Render all of the data below as a numbered list of its lines, skipping blank lines and leaving out the pictures.

#### Extracted entries

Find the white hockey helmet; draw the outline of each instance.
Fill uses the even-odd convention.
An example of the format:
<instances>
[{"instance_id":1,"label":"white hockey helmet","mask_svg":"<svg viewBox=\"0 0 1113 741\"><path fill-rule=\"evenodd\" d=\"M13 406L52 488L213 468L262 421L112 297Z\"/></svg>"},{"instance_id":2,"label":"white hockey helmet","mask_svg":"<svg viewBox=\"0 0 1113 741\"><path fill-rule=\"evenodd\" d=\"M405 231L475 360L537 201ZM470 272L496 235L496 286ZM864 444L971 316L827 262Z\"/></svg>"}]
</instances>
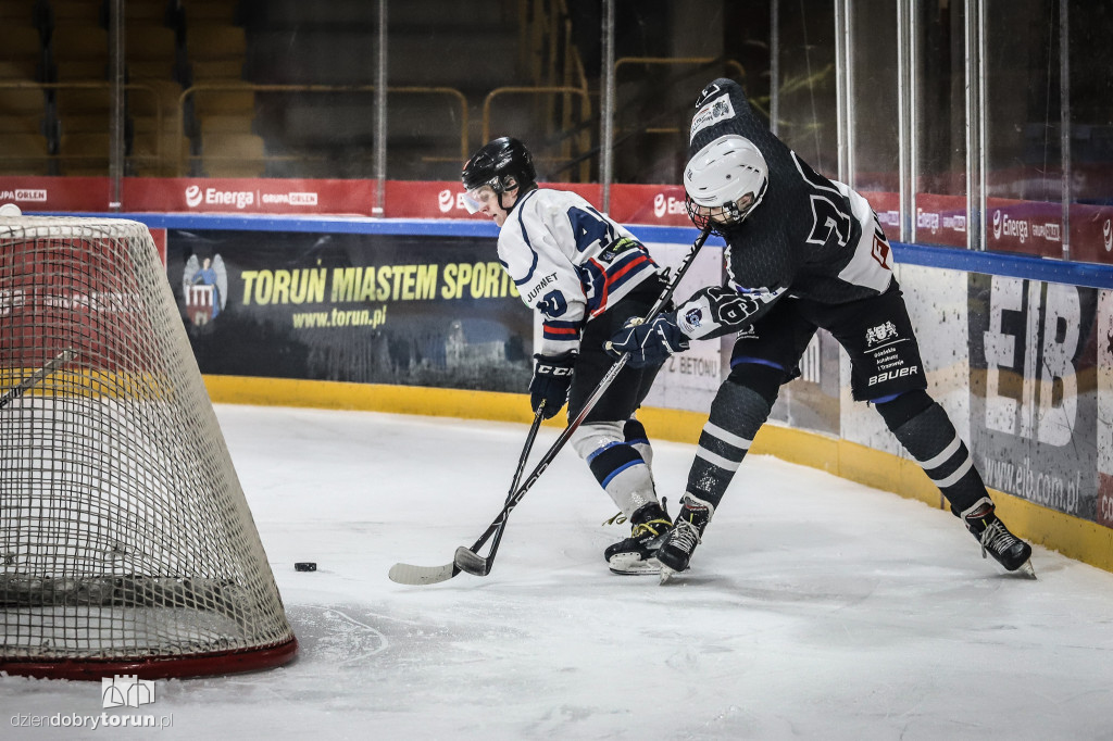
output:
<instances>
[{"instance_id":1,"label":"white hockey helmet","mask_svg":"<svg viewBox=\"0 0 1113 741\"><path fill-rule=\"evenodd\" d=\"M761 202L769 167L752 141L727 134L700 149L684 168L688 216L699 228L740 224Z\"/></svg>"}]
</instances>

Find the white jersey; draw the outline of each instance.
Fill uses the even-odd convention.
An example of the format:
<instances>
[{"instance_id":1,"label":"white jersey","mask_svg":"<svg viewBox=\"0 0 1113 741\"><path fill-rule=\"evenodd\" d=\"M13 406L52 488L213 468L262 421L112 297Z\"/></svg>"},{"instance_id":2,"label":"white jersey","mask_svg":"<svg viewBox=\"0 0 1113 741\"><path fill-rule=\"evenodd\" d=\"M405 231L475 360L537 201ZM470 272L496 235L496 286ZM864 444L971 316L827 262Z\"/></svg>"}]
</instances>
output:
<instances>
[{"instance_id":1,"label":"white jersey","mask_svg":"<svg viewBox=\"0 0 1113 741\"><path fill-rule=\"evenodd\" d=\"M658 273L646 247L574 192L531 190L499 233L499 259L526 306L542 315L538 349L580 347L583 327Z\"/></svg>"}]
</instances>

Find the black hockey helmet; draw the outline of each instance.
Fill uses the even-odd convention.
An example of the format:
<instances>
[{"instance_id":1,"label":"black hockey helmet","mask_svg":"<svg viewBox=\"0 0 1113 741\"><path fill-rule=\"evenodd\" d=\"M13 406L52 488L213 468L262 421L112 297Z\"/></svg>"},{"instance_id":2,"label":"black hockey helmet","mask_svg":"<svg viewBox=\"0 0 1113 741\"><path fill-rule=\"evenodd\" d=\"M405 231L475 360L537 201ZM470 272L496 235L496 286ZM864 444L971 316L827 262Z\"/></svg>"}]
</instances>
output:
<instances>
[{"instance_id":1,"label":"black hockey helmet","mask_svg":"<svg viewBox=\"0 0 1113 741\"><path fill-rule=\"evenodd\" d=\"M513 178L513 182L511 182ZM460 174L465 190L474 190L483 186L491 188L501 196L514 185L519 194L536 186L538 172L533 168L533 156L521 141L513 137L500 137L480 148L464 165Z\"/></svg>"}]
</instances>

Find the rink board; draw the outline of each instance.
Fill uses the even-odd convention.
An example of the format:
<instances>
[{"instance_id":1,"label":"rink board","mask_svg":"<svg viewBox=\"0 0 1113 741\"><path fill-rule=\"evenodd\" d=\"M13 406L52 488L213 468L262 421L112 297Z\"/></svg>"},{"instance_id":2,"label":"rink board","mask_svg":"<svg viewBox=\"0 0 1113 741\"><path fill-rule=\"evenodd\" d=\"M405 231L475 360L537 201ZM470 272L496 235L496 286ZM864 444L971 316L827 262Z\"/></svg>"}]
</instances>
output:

########

Solution for this exercise.
1. Find the white hockey helmet; draw the outline of each instance.
2. Fill uses the even-odd convention.
3. An example of the format:
4. <instances>
5. [{"instance_id":1,"label":"white hockey helmet","mask_svg":"<svg viewBox=\"0 0 1113 741\"><path fill-rule=\"evenodd\" d=\"M13 406L52 488L213 468L262 421L112 297Z\"/></svg>"},{"instance_id":2,"label":"white hockey helmet","mask_svg":"<svg viewBox=\"0 0 1113 741\"><path fill-rule=\"evenodd\" d=\"M405 231L475 360L537 201ZM470 272L496 235L496 286ZM864 444L971 316L827 262Z\"/></svg>"}]
6. </instances>
7. output:
8. <instances>
9. [{"instance_id":1,"label":"white hockey helmet","mask_svg":"<svg viewBox=\"0 0 1113 741\"><path fill-rule=\"evenodd\" d=\"M761 202L769 167L752 141L727 134L700 149L684 168L688 216L699 228L740 224Z\"/></svg>"}]
10. </instances>
11. Find the white jersey; draw the outline of each instance.
12. Fill uses the even-odd convention.
13. An example of the format:
14. <instances>
15. [{"instance_id":1,"label":"white jersey","mask_svg":"<svg viewBox=\"0 0 1113 741\"><path fill-rule=\"evenodd\" d=\"M13 406L52 488L213 468L262 421L112 297Z\"/></svg>"},{"instance_id":2,"label":"white jersey","mask_svg":"<svg viewBox=\"0 0 1113 741\"><path fill-rule=\"evenodd\" d=\"M405 231L475 360L537 201ZM470 272L496 235L496 286ZM864 444L971 316L827 262Z\"/></svg>"}]
16. </instances>
17. output:
18. <instances>
19. [{"instance_id":1,"label":"white jersey","mask_svg":"<svg viewBox=\"0 0 1113 741\"><path fill-rule=\"evenodd\" d=\"M658 273L646 247L574 192L531 190L499 233L499 259L526 306L542 315L538 349L580 347L583 327Z\"/></svg>"}]
20. </instances>
21. Find the black hockey helmet; draw the outline of each instance.
22. Fill uses the even-odd convention.
23. An example of the format:
24. <instances>
25. [{"instance_id":1,"label":"black hockey helmet","mask_svg":"<svg viewBox=\"0 0 1113 741\"><path fill-rule=\"evenodd\" d=\"M13 406L52 488L213 468L262 421L112 297Z\"/></svg>"},{"instance_id":2,"label":"black hockey helmet","mask_svg":"<svg viewBox=\"0 0 1113 741\"><path fill-rule=\"evenodd\" d=\"M405 231L475 360L537 201ZM470 272L496 235L496 286ZM864 444L971 316L827 262Z\"/></svg>"}]
26. </instances>
27. output:
28. <instances>
29. [{"instance_id":1,"label":"black hockey helmet","mask_svg":"<svg viewBox=\"0 0 1113 741\"><path fill-rule=\"evenodd\" d=\"M513 178L513 182L511 182ZM460 174L465 190L474 190L483 186L491 188L501 196L514 185L519 194L536 186L538 172L533 168L533 156L521 141L513 137L500 137L480 148L464 165Z\"/></svg>"}]
30. </instances>
31. Find the rink board; draw the outline of each instance.
32. Fill uses the even-odd convention.
33. An example of the format:
34. <instances>
35. [{"instance_id":1,"label":"rink board","mask_svg":"<svg viewBox=\"0 0 1113 741\"><path fill-rule=\"evenodd\" d=\"M13 406L52 488L213 468L262 421L112 297Z\"/></svg>"},{"instance_id":2,"label":"rink board","mask_svg":"<svg viewBox=\"0 0 1113 741\"><path fill-rule=\"evenodd\" d=\"M405 231L475 360L537 201ZM470 272L496 235L496 286ZM864 444L971 316L827 262Z\"/></svg>"}]
36. </instances>
37. output:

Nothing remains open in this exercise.